===== Data for the task

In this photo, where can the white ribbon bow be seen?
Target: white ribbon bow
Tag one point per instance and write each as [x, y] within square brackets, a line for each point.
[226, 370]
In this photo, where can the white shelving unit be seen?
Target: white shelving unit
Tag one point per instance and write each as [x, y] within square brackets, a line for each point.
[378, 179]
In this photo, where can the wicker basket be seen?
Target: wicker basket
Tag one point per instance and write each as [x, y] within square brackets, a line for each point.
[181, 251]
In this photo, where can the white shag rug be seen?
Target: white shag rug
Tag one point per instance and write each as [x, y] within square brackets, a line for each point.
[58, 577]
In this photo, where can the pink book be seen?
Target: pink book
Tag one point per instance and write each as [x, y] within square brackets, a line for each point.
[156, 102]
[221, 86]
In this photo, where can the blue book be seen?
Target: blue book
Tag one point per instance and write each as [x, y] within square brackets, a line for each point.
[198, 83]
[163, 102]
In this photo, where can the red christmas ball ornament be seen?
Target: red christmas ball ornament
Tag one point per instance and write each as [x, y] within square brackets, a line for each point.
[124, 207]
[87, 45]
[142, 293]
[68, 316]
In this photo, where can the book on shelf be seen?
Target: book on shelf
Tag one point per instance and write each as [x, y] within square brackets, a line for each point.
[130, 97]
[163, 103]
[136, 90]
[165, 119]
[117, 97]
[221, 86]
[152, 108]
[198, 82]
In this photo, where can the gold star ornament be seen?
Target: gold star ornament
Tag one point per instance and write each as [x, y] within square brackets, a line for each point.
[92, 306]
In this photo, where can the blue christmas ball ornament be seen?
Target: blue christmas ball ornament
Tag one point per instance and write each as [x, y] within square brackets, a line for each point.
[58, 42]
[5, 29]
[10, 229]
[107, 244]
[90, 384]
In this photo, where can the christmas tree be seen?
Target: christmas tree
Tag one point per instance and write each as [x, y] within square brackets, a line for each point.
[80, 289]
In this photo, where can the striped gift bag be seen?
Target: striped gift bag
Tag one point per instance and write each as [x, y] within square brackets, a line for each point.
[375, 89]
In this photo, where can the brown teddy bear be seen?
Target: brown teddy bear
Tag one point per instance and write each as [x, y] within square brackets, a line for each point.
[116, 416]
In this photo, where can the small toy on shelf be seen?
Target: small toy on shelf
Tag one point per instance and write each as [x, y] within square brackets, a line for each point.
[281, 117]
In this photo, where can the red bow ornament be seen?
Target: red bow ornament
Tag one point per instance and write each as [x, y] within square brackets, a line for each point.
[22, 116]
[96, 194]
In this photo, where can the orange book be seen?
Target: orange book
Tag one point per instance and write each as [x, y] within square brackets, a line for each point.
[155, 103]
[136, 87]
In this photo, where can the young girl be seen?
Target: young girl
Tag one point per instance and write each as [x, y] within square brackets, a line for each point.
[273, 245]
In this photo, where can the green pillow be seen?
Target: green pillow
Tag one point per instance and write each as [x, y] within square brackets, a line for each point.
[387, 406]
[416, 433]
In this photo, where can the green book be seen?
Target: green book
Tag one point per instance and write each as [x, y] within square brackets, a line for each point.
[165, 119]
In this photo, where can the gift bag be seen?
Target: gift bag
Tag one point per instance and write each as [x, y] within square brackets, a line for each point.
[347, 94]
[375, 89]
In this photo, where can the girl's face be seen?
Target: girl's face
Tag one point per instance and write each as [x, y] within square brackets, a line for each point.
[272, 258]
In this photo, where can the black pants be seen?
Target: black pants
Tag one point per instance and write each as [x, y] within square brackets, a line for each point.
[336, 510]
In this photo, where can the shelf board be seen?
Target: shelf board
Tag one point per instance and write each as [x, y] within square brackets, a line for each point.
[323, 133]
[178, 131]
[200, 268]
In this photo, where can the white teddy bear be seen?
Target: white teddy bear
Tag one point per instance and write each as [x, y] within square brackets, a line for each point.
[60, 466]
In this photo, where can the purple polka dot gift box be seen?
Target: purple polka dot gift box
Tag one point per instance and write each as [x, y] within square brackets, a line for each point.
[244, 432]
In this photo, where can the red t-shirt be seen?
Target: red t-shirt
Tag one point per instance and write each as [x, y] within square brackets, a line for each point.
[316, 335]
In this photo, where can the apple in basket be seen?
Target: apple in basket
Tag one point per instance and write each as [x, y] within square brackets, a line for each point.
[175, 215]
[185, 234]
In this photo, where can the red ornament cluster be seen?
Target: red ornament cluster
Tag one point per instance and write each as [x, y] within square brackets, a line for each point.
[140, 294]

==========

**Task objective**
Write out all the items above again, switching "Tag" to "Mark" everywhere it appears and leaving everything else the same.

**Solution to the problem**
In this photo, where can the white ribbon bow be seen?
Target: white ribbon bow
Mark one point per instance and write each as [x, y] within square brackets, a line for each point.
[226, 370]
In this photo, where can the white shelving unit be seen?
Target: white shelving unit
Mark one point per instance and write each as [x, y] within square brackets, a line for each point.
[378, 179]
In this photo, where can the wicker basket be seen?
Target: wicker basket
Mark one point per instance and write each as [x, y] within square brackets, a line for each point.
[181, 251]
In this photo, where can the white shag rug be seen?
Target: white shag rug
Mark one point per instance and write each as [x, y] within square brackets, a line for each point.
[58, 577]
In this photo, where can the pink book be seen?
Target: pink book
Mark one point per instance and write each as [x, y] within square brackets, a line for each point.
[156, 102]
[221, 86]
In this photo, where can the blue book be seen?
Target: blue book
Mark one point per instance and write each as [x, y] within square brackets, a line for each point.
[198, 83]
[163, 102]
In this photo, where can the red christmas ball ornament be seen?
Target: red christmas ball ornament
Mark one point per instance and write each as [x, y] within square brackets, a line for each point.
[124, 207]
[87, 45]
[142, 293]
[68, 316]
In this photo, where can the book on shelf be seen?
Target: book on shelf
Mark one point per instance and write each as [x, y] within square brackets, a line for each point.
[130, 97]
[163, 103]
[136, 90]
[165, 119]
[117, 97]
[221, 86]
[152, 108]
[198, 82]
In this photo, where can the gold star ornament be seen?
Target: gold star ornament
Mark one point per instance and write each as [x, y] within square brackets, a line for each point.
[92, 306]
In this photo, where can the blue christmas ball ornament be seen?
Target: blue christmas ball ornament
Mark one point per instance and write each as [x, y] within square brackets, a line for each point.
[58, 42]
[5, 29]
[10, 229]
[107, 244]
[90, 384]
In this photo, where can the christmas tree be seen?
Target: christmas tree
Mark one point per instance and write each as [x, y] within square brackets, a line for each point.
[80, 289]
In this photo, where can the striped gift bag be seen?
Target: striped gift bag
Mark one point per instance and write each as [x, y] within square brackets, a line for each point.
[375, 89]
In this photo, where can the brown teddy bear be seen?
Target: brown teddy bear
Mark one point per instance and write each as [x, y] within square brackets, a line for each point.
[116, 416]
In this photo, where can the small toy on shelf be seen?
Target: small toy on shelf
Mark one point per instance and write each as [x, y] within square brackets, a line for each point.
[281, 117]
In this photo, where can the red bow ornament be seen?
Target: red bow ornament
Mark one point per instance and write each as [x, y] within square brackets, a line for each point.
[22, 116]
[96, 194]
In this photo, where can the orange book be seen?
Target: orange book
Mark one point per instance and write each as [x, y] within square brackets, a line for each point.
[155, 103]
[136, 87]
In this photo, where can the young girl be seen?
Target: young girl
Mark one point per instance and write each as [x, y] within square brackets, a line for each point.
[273, 245]
In this photo, where can the green pillow be seen?
Target: green pillow
Mark one point per instance and write each as [x, y] within square brackets, a line for each point.
[387, 406]
[416, 433]
In this photo, where can the green book be seen?
Target: green book
Mark one point per instance and write each as [x, y] within square brackets, a line for each point.
[165, 119]
In this photo, where can the gift bag be seen?
Target: gift bag
Mark one point per instance and write each as [x, y] within square brackets, a line for each point.
[347, 94]
[375, 89]
In this photo, where can the girl's face be seen?
Target: girl's face
Mark one point per instance and write each as [x, y] within square brackets, a line for each point.
[272, 258]
In this photo, where can the black pants be seen?
Target: black pants
Mark one point per instance and write each as [x, y] within square brackets, a line for each point.
[336, 510]
In this photo, where can the shelf board be seen?
Target: shelf board
Mark one point per instance and write each as [x, y] within square brackets, a line for each point.
[323, 133]
[178, 131]
[200, 268]
In this photo, where can the white teddy bear be seen?
Target: white teddy bear
Mark one point per instance and write each as [x, y] within square brackets, a line for each point.
[60, 466]
In this photo, where can the purple polka dot gift box be seen?
Target: purple polka dot gift box
Mark one point per instance and write each as [x, y] within square brackets, a line for each point.
[244, 432]
In this photo, where can the red t-shirt be seen?
Target: red t-shirt
Mark one point per instance and write each as [x, y] within square brackets, a line for each point.
[316, 335]
In this photo, where can the apple in basket be seen?
Target: apple in basket
Mark one point per instance and write each as [x, y] within square brackets, a line for each point.
[175, 215]
[185, 234]
In this photo, where can the red ornament cluster be seen?
Target: red ornament cluster
Mark one point per instance and write each as [x, y] within square brackets, a line for each point.
[140, 294]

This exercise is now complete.